In the lines below, find the one that contains "Locate every instance of the floral garland" and write it out exactly, along with every line that follows it.

SOURCE RECORDS –
◆ ◆ ◆ ◆ ◆ ◆ ◆

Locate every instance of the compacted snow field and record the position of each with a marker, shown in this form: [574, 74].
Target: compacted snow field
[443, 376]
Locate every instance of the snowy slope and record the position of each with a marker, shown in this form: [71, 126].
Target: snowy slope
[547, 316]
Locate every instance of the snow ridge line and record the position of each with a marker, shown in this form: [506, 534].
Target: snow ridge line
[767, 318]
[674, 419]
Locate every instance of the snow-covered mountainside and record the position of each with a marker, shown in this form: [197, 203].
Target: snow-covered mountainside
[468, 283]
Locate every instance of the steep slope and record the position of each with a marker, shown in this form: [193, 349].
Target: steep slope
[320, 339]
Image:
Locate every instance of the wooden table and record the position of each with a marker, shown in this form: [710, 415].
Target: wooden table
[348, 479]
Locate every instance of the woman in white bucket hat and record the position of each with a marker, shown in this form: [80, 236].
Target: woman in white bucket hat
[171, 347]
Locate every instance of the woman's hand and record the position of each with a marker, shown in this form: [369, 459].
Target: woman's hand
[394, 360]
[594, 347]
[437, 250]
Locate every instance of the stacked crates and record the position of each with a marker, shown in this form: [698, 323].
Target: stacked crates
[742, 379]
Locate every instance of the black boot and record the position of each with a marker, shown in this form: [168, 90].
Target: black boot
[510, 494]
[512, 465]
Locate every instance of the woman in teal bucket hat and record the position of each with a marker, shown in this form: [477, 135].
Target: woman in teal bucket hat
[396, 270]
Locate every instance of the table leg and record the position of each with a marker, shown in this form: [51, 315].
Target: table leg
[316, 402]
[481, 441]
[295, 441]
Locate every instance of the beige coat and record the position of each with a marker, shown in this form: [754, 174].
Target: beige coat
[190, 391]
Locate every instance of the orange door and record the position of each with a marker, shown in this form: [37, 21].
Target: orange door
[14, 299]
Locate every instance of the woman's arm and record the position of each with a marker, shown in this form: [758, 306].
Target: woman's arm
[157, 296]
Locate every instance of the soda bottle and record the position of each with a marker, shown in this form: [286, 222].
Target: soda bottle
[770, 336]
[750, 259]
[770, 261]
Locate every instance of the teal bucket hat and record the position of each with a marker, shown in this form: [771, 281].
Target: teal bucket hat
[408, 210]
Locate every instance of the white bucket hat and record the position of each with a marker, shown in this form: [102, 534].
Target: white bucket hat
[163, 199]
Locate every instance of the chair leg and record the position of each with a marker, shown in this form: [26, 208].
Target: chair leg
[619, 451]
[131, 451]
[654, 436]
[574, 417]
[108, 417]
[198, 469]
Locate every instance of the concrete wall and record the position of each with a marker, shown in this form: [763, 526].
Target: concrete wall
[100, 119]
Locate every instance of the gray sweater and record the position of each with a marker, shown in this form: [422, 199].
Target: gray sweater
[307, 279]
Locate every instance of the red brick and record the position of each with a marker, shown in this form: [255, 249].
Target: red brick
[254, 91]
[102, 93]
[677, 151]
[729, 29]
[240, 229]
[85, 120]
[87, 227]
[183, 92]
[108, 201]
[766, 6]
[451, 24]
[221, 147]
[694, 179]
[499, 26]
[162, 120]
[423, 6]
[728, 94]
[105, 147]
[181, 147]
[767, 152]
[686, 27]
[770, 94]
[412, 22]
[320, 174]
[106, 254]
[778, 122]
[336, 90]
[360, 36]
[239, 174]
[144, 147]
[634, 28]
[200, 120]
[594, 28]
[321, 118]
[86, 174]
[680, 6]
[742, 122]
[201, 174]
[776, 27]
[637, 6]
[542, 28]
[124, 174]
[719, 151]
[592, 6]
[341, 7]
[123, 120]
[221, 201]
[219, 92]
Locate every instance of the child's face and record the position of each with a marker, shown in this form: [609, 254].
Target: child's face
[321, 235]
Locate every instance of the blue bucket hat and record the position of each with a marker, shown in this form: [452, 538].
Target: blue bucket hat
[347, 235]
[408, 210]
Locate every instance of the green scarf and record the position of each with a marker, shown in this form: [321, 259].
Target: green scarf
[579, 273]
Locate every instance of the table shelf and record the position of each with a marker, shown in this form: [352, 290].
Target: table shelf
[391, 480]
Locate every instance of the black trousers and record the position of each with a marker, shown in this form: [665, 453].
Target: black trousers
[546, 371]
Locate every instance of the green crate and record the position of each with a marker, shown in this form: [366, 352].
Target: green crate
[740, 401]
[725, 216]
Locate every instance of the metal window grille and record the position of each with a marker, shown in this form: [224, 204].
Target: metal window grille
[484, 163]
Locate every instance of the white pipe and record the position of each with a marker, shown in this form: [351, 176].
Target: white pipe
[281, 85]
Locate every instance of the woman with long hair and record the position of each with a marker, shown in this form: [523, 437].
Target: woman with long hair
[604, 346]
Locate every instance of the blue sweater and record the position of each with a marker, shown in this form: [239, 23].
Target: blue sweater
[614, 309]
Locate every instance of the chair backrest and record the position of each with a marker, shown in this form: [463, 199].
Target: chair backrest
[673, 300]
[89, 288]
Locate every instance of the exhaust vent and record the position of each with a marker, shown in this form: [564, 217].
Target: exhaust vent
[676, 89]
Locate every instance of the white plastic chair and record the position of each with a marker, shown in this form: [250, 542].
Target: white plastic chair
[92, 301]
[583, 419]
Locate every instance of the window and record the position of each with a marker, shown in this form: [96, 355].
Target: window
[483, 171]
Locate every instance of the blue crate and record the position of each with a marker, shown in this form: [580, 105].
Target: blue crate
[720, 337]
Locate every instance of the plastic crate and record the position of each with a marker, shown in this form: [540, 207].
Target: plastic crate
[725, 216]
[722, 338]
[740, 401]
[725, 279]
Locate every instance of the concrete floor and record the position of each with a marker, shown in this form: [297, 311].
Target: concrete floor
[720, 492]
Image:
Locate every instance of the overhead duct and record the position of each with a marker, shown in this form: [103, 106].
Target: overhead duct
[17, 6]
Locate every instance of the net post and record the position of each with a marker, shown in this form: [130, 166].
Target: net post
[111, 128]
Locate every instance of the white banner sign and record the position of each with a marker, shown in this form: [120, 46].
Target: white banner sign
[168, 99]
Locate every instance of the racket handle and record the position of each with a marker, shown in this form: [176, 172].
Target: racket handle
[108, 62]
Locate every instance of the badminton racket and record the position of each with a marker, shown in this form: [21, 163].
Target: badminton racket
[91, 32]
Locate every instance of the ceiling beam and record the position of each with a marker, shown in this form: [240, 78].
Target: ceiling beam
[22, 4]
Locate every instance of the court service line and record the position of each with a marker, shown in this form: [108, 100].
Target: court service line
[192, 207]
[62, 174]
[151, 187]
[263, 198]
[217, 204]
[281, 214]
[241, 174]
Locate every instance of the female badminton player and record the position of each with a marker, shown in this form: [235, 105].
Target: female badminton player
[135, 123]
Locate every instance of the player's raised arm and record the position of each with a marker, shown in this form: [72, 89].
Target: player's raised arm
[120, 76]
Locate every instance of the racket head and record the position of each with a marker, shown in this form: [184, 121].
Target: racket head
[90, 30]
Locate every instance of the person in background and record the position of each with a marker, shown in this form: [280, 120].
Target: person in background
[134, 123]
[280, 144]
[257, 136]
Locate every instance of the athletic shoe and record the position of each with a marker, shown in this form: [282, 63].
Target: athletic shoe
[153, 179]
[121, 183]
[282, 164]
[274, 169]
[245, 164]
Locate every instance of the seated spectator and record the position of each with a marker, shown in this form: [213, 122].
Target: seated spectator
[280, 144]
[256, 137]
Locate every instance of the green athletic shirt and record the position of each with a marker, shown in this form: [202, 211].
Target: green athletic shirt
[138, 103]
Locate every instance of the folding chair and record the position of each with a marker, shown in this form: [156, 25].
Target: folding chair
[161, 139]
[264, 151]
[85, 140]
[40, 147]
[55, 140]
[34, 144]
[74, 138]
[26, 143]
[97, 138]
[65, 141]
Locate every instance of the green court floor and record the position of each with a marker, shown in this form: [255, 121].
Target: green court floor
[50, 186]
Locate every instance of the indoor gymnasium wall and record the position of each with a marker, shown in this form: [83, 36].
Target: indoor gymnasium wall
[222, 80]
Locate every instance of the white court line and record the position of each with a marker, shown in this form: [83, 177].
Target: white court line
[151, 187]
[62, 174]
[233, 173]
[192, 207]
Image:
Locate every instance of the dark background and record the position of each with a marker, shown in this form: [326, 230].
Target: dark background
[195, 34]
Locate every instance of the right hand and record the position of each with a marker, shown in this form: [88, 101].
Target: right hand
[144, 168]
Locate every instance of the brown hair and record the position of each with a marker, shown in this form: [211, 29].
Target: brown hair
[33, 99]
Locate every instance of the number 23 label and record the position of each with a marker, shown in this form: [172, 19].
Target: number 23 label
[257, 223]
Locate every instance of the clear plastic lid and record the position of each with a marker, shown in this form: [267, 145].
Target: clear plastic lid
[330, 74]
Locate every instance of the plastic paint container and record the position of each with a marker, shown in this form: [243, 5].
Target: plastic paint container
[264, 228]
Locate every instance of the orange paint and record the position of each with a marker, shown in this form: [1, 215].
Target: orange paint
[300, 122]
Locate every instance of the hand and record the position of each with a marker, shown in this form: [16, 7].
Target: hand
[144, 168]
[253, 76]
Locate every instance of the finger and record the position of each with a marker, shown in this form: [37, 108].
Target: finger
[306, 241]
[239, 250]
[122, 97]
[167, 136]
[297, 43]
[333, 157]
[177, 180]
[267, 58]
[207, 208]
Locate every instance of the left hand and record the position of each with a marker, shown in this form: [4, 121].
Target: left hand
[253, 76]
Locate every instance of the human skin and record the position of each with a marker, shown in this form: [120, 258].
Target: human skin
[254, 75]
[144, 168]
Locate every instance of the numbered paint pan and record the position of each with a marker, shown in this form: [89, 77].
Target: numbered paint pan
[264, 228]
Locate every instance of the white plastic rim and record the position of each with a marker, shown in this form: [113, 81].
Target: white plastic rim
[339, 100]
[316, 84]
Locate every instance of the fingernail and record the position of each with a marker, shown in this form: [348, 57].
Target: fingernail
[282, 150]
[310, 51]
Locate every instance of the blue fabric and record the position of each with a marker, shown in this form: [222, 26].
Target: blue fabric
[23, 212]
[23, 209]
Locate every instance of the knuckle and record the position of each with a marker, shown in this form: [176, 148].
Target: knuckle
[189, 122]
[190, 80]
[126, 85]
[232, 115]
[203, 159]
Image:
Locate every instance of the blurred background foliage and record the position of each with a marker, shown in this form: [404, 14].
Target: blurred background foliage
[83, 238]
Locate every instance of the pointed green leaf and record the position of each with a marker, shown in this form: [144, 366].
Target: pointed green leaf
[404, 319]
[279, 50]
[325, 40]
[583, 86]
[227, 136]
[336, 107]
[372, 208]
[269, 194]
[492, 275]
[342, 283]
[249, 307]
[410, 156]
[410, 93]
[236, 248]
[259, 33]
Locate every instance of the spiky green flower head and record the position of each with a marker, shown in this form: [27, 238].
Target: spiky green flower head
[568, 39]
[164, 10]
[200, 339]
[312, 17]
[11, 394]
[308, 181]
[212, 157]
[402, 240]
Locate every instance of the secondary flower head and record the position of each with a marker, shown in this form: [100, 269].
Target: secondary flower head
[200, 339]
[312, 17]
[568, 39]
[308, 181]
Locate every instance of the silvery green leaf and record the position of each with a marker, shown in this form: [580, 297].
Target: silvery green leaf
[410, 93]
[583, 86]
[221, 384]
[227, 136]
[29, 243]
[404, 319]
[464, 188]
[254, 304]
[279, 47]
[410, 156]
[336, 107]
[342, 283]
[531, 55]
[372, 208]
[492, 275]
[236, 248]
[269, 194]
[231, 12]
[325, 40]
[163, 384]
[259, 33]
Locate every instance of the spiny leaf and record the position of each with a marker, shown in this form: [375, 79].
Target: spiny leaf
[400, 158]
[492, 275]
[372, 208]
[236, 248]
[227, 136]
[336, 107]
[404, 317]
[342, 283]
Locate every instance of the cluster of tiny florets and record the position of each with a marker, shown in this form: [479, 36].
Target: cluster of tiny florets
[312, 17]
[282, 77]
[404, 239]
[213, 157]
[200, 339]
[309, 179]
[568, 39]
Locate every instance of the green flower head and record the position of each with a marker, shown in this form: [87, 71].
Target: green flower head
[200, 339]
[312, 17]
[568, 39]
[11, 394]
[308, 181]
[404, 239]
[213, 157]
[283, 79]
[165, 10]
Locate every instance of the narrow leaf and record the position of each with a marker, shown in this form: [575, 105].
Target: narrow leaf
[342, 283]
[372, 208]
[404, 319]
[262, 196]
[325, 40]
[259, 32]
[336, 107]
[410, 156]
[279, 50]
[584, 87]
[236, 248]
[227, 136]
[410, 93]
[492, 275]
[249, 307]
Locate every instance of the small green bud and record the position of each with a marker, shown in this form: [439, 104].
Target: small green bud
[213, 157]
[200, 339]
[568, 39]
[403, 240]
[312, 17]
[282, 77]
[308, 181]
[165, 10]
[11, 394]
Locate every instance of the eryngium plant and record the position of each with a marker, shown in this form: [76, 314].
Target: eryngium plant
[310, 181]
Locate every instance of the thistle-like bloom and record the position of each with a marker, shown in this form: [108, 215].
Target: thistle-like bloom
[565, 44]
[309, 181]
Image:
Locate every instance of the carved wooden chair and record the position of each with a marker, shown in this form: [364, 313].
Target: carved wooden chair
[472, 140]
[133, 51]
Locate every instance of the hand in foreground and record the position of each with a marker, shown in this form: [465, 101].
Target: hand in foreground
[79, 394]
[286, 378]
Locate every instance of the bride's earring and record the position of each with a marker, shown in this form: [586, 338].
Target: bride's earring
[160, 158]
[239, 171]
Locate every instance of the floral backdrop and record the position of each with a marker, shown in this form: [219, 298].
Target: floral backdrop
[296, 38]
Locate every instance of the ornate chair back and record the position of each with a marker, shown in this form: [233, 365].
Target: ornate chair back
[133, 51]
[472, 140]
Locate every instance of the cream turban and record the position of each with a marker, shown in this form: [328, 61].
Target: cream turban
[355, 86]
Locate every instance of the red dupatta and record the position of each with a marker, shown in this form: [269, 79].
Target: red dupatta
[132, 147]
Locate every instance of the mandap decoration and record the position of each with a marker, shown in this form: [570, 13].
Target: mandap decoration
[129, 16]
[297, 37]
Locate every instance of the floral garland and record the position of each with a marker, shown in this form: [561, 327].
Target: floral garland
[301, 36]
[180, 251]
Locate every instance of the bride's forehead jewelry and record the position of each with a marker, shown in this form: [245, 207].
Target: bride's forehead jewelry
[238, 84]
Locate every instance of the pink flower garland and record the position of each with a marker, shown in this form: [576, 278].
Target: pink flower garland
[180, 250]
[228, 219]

◆ ◆ ◆ ◆ ◆ ◆ ◆

ANSWER –
Locate every instance of the floral garland and record the position of each with a marker, shown in this form: [561, 327].
Target: floral garland
[301, 36]
[180, 251]
Locate every instance of the bride's forehead jewelry and record the position of each with a marker, shown in this form: [245, 207].
Target: bride's forehead jewelry
[238, 84]
Locate every instance of the pink flower garland and record the position of each with a marker, shown in this form: [576, 278].
Target: pink flower garland
[180, 250]
[228, 219]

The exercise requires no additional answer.